What you will do.
Can you transcribe every line exactly and leave the pictures behind?

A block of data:
[Begin]

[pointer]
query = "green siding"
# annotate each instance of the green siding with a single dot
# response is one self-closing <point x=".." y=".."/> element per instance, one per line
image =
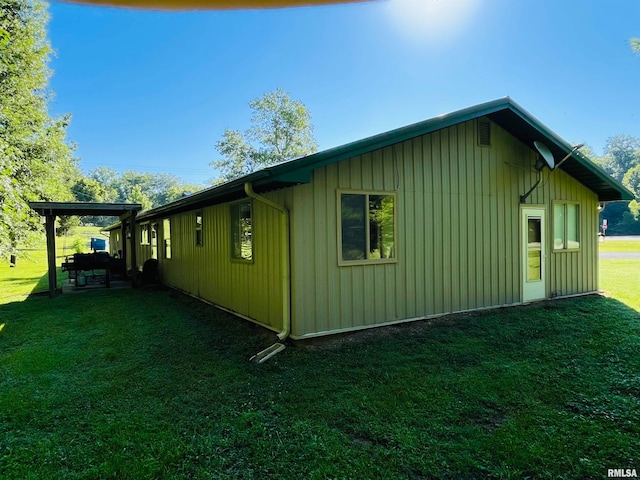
<point x="253" y="290"/>
<point x="458" y="232"/>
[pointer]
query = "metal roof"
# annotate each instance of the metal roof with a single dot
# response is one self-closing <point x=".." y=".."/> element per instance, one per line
<point x="505" y="112"/>
<point x="211" y="4"/>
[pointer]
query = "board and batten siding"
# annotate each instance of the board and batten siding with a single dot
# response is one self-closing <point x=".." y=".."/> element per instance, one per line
<point x="458" y="241"/>
<point x="250" y="289"/>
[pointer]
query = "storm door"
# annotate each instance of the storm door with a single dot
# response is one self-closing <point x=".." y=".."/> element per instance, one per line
<point x="533" y="254"/>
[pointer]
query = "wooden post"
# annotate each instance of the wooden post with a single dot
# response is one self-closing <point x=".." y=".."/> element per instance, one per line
<point x="50" y="228"/>
<point x="123" y="242"/>
<point x="134" y="262"/>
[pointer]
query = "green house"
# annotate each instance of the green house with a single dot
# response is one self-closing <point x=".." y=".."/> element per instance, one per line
<point x="458" y="213"/>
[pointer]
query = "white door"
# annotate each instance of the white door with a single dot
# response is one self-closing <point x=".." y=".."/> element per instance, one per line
<point x="533" y="254"/>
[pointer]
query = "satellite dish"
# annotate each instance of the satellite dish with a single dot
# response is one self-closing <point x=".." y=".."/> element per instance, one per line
<point x="545" y="153"/>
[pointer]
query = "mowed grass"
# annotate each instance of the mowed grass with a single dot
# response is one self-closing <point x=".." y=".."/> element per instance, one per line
<point x="29" y="274"/>
<point x="153" y="384"/>
<point x="612" y="245"/>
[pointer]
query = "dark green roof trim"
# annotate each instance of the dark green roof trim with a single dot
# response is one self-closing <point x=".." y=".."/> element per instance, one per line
<point x="504" y="112"/>
<point x="84" y="208"/>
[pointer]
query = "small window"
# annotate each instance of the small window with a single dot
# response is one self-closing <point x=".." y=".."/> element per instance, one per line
<point x="199" y="228"/>
<point x="484" y="132"/>
<point x="166" y="235"/>
<point x="144" y="234"/>
<point x="566" y="226"/>
<point x="367" y="228"/>
<point x="241" y="231"/>
<point x="154" y="241"/>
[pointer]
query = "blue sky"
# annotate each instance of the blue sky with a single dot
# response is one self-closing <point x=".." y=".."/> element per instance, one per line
<point x="153" y="91"/>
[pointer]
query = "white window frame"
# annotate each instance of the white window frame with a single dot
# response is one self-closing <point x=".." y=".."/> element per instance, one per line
<point x="199" y="232"/>
<point x="234" y="257"/>
<point x="145" y="234"/>
<point x="167" y="252"/>
<point x="565" y="234"/>
<point x="368" y="260"/>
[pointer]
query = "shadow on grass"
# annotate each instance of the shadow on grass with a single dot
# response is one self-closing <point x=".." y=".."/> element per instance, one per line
<point x="154" y="384"/>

[End]

Exercise response.
[pointer]
query = "green siding"
# annotate each instance of the green siding with a single dot
# response is one self-closing <point x=".." y=".."/> element per instance, one per line
image =
<point x="253" y="290"/>
<point x="458" y="232"/>
[pointer]
query = "metal roof"
# annotate each instance of the metal roof with a single dot
# response is one self-closing <point x=".." y=".."/> element per instance, one per line
<point x="505" y="112"/>
<point x="211" y="4"/>
[pointer]
query = "board and batten siding"
# annotate each instance of the board and batten siding with a single dot
# response is one self-closing <point x=".." y=".."/> element per instance, one per line
<point x="458" y="241"/>
<point x="250" y="289"/>
[pointer]
query = "storm door"
# annotate each instance of the storm door with a single dot
# response is one self-closing <point x=".." y=".."/> element per instance, one per line
<point x="533" y="254"/>
[pointer]
query = "wooden post"
# annotate each instance of the wooden post with a single dot
# response is one self-closing <point x=".." y=".."/> element per instance, one per line
<point x="50" y="228"/>
<point x="123" y="242"/>
<point x="134" y="262"/>
[pointer]
query = "green house"
# annotate each instance of the green house with a single dot
# response is one self-closing <point x=".." y=".."/> element per instance, one per line
<point x="458" y="213"/>
[pointer]
query = "white door"
# annotate each instance of the white door with a single dot
# response is one self-closing <point x=".." y=".."/> element per instance, one per line
<point x="533" y="254"/>
[pointer]
query = "satellite dish"
# annotate each instance of the satellite dish with a single dot
# response is one self-closing <point x=".." y=".."/> element per instance, one per line
<point x="545" y="153"/>
[pointer]
query = "mowed grass"
# annotate each instance of the mowed grass with a single dot
# response is one self-closing <point x=".." y=".."/> element per instance, one per line
<point x="29" y="274"/>
<point x="153" y="384"/>
<point x="612" y="245"/>
[pointer]
query = "dark green roof trim"
# annotate each instance of the dark green roof trim with a single dot
# response is one self-closing <point x=".." y=".."/> element per instance, one per line
<point x="504" y="112"/>
<point x="84" y="208"/>
[pointer]
query = "small window"
# annotate each instance of the small window with a single dot
# response is one self-closing <point x=".." y=".."/> element per instance, one per line
<point x="199" y="228"/>
<point x="484" y="132"/>
<point x="166" y="235"/>
<point x="144" y="234"/>
<point x="566" y="226"/>
<point x="367" y="228"/>
<point x="241" y="231"/>
<point x="154" y="241"/>
[pointer]
query = "blue sky"
# annotate each instance of the blue sky with a single dot
# response is one self-closing <point x=".." y=".."/> element per instance, one per line
<point x="153" y="91"/>
[pointer]
query = "white window frame"
# annotate each instance of the white window frame with a single dot
# response is one self-closing <point x=".." y=".."/> element per instance, one per line
<point x="199" y="232"/>
<point x="234" y="257"/>
<point x="145" y="234"/>
<point x="167" y="252"/>
<point x="565" y="234"/>
<point x="368" y="260"/>
[pointer]
query = "shadow on grass"
# annotate each instance of the shadow on grass with a single dot
# response is one self-closing <point x=".." y=".."/> element per instance, one per line
<point x="154" y="384"/>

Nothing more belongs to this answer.